Assigned task: Write each line exactly as it stands, from the line containing "If you could mark the house in background" through the end of the data.

▶

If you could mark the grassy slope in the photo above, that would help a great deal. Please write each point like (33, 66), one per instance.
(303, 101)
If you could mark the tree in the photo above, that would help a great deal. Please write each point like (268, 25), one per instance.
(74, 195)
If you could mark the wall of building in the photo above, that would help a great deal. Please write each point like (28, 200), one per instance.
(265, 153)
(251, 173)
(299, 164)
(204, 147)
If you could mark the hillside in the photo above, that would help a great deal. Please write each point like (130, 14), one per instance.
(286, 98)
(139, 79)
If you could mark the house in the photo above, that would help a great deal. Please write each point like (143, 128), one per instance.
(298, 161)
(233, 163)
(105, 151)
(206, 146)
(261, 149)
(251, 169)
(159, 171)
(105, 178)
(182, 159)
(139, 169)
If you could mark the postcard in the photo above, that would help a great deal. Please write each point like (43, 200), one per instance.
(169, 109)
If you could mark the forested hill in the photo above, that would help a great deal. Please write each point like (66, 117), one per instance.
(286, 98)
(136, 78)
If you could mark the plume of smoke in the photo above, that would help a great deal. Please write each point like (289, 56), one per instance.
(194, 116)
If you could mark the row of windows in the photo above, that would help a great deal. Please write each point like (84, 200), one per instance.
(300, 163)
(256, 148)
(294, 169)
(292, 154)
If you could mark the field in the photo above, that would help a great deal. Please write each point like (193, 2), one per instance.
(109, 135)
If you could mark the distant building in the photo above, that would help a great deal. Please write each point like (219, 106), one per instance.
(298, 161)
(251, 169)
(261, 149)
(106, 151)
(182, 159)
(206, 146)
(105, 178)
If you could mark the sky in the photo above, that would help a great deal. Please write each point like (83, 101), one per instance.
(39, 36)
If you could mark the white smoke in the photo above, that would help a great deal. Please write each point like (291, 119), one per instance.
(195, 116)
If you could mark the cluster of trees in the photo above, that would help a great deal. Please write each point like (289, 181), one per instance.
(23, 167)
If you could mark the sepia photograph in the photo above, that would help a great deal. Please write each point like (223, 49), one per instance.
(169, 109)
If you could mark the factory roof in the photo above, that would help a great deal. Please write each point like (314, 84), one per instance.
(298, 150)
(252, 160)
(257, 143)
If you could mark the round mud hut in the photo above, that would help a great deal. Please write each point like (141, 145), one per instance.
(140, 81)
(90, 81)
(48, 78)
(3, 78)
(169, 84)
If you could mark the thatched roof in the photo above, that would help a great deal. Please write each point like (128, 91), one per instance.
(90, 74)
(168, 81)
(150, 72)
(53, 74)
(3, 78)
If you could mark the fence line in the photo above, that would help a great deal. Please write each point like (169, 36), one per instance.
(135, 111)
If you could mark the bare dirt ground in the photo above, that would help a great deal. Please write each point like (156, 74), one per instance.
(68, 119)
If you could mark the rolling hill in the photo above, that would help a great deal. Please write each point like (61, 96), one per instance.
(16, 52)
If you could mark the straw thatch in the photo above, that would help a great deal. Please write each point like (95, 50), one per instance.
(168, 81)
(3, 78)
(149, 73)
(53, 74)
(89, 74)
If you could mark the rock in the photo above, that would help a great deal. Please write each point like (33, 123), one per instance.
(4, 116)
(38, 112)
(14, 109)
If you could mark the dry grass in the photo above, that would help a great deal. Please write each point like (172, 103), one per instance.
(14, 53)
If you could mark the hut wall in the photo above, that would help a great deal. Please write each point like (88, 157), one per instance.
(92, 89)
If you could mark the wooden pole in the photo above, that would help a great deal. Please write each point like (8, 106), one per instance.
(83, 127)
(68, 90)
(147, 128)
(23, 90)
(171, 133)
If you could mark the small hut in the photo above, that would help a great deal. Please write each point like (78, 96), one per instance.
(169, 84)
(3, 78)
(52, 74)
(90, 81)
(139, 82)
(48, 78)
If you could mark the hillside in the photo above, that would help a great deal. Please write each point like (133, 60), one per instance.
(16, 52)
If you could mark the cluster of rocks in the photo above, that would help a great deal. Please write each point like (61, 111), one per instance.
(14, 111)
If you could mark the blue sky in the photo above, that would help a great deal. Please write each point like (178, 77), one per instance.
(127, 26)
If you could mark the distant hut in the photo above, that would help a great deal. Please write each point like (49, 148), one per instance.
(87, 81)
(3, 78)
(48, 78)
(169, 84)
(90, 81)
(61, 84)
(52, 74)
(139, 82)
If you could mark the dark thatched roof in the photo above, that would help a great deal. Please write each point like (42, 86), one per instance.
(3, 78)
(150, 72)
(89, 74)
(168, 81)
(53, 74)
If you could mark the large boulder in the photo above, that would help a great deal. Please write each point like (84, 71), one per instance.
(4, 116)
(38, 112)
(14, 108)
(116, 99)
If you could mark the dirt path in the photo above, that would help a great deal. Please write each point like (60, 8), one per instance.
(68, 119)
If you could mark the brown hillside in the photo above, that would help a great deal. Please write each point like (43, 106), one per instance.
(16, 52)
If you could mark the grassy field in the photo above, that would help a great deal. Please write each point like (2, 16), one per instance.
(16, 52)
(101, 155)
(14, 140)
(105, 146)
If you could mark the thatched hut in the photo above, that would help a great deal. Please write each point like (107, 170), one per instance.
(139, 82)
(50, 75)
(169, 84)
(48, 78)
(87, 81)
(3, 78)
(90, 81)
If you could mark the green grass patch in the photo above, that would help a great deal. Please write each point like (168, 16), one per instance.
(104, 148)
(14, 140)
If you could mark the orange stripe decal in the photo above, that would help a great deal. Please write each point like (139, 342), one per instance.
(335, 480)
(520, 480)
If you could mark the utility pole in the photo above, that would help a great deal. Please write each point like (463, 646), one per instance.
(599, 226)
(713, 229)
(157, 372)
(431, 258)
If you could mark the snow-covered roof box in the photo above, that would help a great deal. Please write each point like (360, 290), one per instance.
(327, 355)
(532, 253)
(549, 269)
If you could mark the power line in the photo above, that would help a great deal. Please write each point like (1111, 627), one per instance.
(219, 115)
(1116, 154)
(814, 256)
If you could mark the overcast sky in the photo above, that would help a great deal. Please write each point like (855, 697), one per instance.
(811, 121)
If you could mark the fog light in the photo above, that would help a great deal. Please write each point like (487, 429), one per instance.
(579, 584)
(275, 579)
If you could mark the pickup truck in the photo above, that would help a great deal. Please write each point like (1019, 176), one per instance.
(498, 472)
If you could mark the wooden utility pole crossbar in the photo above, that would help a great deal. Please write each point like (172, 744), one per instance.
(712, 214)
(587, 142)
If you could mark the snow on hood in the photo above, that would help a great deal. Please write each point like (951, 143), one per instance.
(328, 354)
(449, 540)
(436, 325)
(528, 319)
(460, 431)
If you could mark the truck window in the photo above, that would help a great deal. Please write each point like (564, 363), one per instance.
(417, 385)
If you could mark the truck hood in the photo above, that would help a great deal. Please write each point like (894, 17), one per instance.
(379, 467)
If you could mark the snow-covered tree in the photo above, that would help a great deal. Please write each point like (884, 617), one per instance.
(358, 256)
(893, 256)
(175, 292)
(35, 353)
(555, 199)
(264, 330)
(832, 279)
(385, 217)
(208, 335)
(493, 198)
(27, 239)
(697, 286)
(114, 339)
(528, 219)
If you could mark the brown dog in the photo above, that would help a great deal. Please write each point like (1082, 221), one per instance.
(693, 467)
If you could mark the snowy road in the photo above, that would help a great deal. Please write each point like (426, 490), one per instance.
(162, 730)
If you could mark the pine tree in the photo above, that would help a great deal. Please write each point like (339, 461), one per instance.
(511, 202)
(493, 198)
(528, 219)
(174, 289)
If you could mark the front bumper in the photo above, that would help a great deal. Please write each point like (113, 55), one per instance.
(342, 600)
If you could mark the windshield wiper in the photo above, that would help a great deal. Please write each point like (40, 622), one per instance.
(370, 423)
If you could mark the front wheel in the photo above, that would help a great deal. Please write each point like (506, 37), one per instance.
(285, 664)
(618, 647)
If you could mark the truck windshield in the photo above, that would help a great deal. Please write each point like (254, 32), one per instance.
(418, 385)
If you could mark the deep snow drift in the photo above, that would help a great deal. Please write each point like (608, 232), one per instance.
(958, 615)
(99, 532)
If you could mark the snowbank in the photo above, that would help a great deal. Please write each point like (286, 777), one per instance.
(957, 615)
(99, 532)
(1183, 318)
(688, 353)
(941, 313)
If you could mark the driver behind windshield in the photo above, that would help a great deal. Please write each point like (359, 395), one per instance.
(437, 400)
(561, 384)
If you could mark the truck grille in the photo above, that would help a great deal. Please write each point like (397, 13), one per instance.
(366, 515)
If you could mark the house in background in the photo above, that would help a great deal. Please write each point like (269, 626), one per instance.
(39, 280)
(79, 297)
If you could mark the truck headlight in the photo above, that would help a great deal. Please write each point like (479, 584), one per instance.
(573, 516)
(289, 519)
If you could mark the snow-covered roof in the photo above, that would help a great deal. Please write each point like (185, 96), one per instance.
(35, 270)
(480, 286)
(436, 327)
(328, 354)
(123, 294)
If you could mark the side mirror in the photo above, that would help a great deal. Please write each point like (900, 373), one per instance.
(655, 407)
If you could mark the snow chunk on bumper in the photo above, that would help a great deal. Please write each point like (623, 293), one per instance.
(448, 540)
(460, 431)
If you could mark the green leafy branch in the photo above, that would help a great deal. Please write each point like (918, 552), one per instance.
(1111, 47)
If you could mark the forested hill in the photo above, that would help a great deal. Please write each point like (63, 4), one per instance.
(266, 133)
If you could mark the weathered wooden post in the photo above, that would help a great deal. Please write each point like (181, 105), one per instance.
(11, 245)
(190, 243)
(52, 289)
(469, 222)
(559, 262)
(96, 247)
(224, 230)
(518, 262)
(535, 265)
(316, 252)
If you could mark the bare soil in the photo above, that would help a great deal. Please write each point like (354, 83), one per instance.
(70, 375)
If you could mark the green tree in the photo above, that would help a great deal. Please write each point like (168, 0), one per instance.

◀

Exercise answer:
If you could mark the house in background in the photo above, that would help a great deal. Please write each point like (269, 626), one per instance.
(39, 280)
(79, 297)
If you could mark the truck headlight in the photo above, that would help a great deal. Please write each point like (479, 584), one per instance.
(573, 516)
(289, 519)
If you could mark the snow-covered roof in the photo above, that would help a great deal. Please write each point like (185, 96), one per instance.
(35, 270)
(480, 286)
(436, 327)
(328, 354)
(123, 294)
If you could mark the side mirror in the photo above, that would help a great deal. Please write each point like (900, 373), one per instance.
(655, 407)
If you could mark the snow chunk on bumper in the photo above, that would help a great deal. Please write each point like (623, 293), one per instance.
(448, 540)
(460, 431)
If you could mark the green leafy branch in the photo above, that would help a great deal. Please write each point like (918, 552), one per instance.
(1111, 47)
If you could mark the forested hill in the photo above, that would help a great deal. Please write each point like (63, 4), one per instance.
(266, 133)
If you could mark the weathered wooden post in the photo above, that would help a great deal. Please write each point like (181, 105), one per instance.
(11, 245)
(190, 243)
(52, 289)
(469, 222)
(559, 262)
(96, 247)
(224, 230)
(518, 262)
(535, 265)
(316, 252)
If you could mark the bare soil in the photo above, that would help a great deal. Please write each point like (354, 83), one per instance.
(70, 375)
If you could mark the green tree in the photo above, that would help a great deal. Please write each point like (168, 0), one per instance.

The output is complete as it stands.